Venezuela’s worst ever power outage in recent history has continued since Thursday, as video and photos continue to come out of the cash and resource strapped country showing entire cities blanketed in darkness.
Stretching into day two of the mass electrical shutdown, 23 out of 24 states remain in darkness, according to the AP, in a prolonged situation now reaching crisis levels given reports that hospitals are struggling to keep back-up generators running and many businesses are forced to remain shuttered.
The nation-wide blackout quickly turned into a blame-game over who’s at fault, with many in the opposition blaming the Maduro government’s mismanagement and notorious corruption, and with pro-regime voices blaming right-wing saboteurs taking orders from the United States.
Caracas has even gone so far to point the finger at Florida Republican Senator Marco Rubio, who only yesterday as part of a Senate Foreign Relations Committee hearing said that the US should promote “widespread unrest” in order to bring down the Maduro government. Though offering no specific proof Caracas officials accused the US and opposition activists of causing “pandemonium” for several days, culminating in the blackout.
President Nicolas Maduro gave brief public acknowledgement of the outage on Twitter, saying, “The electricity war declared and directed by the imperialist United States against our people will be overcome!” and added, “No one can defeat the people of Bolivar and Chavez. Maximum unity patriots!”
Doctors fighting to keep this incubator-dependent baby alive during the massive power outage in #Venezuela https://t.co/7SUZypfPP9
— Annika H Rothstein (@truthandfiction) March 8, 2019
According to the AP the blackout struck during Thursday evening’s peak rush hour period, and after extending through the night Maduro reportedly ordered all schools and government locations closed. Businesses were further ordered closed in order allow work crews easy access to the failing power infrastructure.
Power in some parts of Caracas has reportedly begun to return, though remains off or intermittent in may other parts of the country. Some parts of the country reportedly had power restored within hours, but others remain in darkness now 24 hours later.

→ Record set:
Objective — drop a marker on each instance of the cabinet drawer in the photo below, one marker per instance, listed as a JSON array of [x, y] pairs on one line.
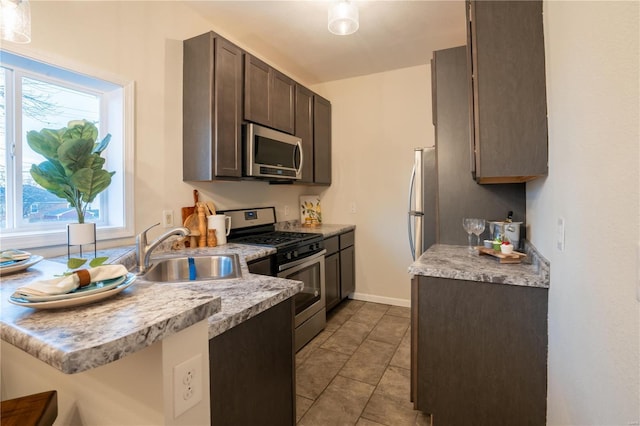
[[347, 239], [331, 244]]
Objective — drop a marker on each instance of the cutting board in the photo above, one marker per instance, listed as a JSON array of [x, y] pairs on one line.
[[515, 257], [188, 211]]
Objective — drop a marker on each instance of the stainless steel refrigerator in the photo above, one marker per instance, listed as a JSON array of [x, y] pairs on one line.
[[442, 190]]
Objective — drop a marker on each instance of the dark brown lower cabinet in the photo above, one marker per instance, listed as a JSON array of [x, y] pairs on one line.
[[347, 271], [332, 280], [252, 370], [340, 268], [478, 352]]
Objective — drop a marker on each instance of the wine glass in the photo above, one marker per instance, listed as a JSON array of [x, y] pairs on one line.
[[478, 229], [469, 225]]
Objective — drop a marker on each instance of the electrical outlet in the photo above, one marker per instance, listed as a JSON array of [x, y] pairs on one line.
[[187, 385], [167, 218]]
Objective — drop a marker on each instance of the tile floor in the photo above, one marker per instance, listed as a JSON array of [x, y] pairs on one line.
[[356, 371]]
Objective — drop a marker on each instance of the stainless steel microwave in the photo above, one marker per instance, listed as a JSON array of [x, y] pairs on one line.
[[272, 154]]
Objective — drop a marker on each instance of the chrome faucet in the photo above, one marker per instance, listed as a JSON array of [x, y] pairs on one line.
[[143, 250]]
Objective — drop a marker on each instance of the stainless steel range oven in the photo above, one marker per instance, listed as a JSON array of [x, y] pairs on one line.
[[299, 256]]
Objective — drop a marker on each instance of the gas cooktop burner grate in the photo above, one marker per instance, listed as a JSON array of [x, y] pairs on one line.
[[275, 238]]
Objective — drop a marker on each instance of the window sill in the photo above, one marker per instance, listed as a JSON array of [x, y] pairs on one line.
[[58, 237]]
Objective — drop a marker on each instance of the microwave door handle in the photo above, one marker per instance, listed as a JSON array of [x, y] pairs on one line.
[[299, 146]]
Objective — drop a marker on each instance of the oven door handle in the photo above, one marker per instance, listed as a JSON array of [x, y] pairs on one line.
[[301, 261]]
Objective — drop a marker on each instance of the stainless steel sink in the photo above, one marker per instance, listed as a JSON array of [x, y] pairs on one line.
[[177, 269]]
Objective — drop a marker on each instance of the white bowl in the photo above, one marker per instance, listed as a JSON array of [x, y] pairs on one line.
[[506, 248]]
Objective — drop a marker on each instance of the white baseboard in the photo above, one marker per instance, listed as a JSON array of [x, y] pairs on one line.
[[380, 299]]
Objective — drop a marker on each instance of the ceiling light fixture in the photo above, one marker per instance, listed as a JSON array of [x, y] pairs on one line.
[[15, 21], [343, 18]]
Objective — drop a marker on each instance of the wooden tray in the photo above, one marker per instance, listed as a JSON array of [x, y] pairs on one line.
[[515, 257]]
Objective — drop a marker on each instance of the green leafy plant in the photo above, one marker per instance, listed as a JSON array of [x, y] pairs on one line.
[[74, 168], [75, 262]]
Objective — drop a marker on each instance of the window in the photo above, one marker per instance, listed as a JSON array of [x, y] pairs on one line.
[[33, 96]]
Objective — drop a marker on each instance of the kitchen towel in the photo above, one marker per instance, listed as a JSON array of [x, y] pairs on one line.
[[66, 284]]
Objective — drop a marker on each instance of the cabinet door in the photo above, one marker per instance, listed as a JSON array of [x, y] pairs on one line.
[[282, 102], [347, 271], [509, 93], [322, 140], [332, 280], [228, 107], [212, 99], [252, 370], [257, 91], [304, 130], [481, 352]]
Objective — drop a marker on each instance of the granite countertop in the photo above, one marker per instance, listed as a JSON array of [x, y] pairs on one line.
[[84, 337], [455, 262], [327, 230]]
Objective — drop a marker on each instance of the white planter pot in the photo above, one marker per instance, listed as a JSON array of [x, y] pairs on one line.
[[81, 233]]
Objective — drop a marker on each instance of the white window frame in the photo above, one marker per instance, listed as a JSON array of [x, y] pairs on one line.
[[121, 126]]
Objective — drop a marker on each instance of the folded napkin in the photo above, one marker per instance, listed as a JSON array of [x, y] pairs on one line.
[[14, 254], [62, 285]]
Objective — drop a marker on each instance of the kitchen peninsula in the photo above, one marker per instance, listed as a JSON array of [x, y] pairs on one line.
[[112, 361], [479, 337]]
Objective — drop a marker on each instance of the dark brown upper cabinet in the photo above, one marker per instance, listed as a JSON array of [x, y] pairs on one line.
[[269, 96], [505, 44], [304, 130], [212, 109], [321, 140], [313, 125]]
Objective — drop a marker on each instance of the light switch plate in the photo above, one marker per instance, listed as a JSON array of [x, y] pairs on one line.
[[560, 234]]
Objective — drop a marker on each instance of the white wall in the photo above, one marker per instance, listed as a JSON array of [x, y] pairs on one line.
[[592, 57], [377, 121]]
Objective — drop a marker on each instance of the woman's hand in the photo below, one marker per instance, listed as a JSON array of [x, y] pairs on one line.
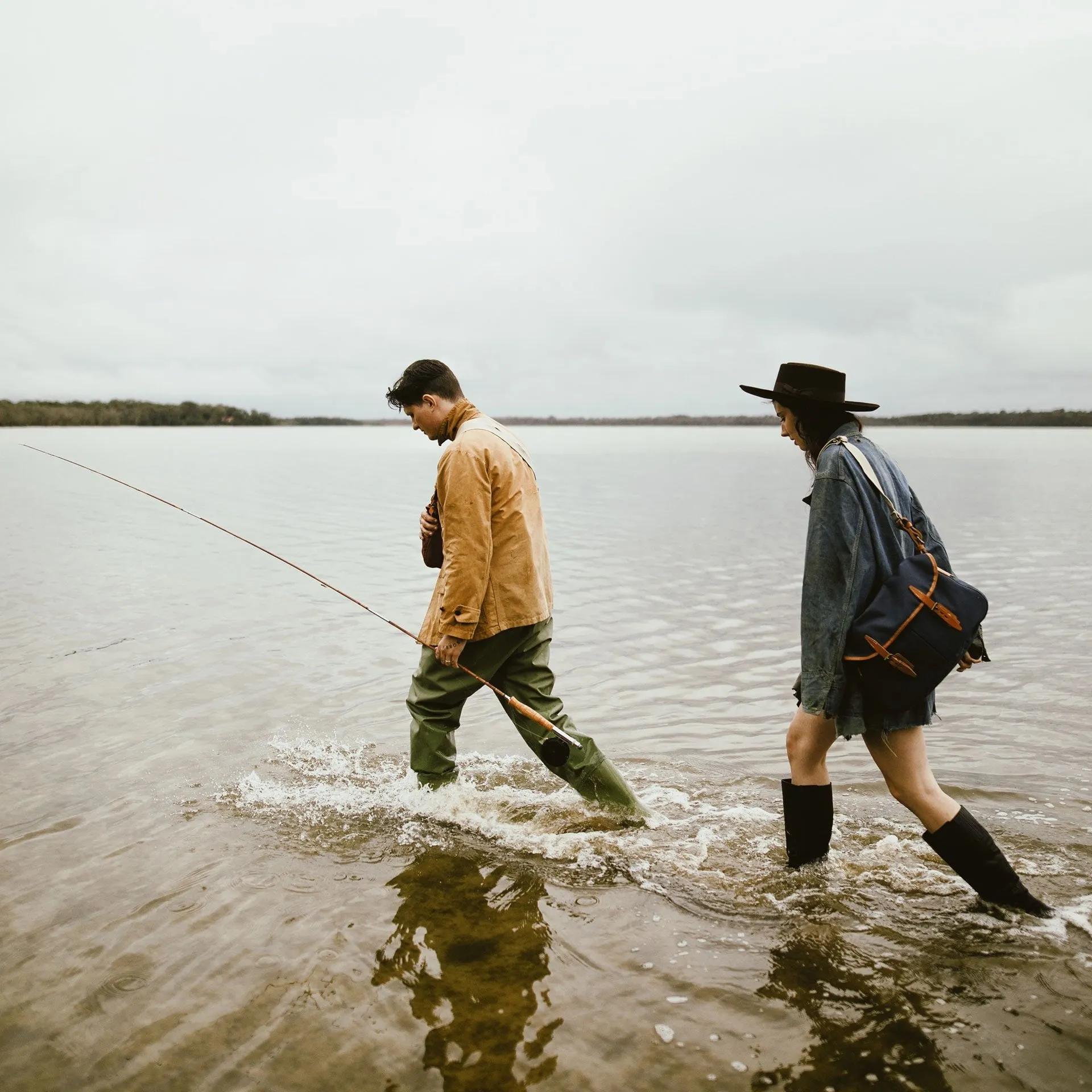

→ Work item A:
Write out the passage of the text on Venezuela's power outage from "Doctors fighting to" up to and including "24 hours later.", word for word.
→ Work item B:
In the text on Venezuela's power outage, how many states remained in darkness on the second day?
The data is separate from the text on Venezuela's power outage.

→ Worked solution A:
Doctors fighting to keep this incubator-dependent baby alive during the massive power outage in #Venezuela https://t.co/7SUZypfPP9
— Annika H Rothstein (@truthandfiction) March 8, 2019
According to the AP the blackout struck during Thursday evening’s peak rush hour period, and after extending through the night Maduro reportedly ordered all schools and government locations closed. Businesses were further ordered closed in order allow work crews easy access to the failing power infrastructure.
Power in some parts of Caracas has reportedly begun to return, though remains off or intermittent in may other parts of the country. Some parts of the country reportedly had power restored within hours, but others remain in darkness now 24 hours later.

→ Worked solution B:
23 of the 24 states remained in darkness.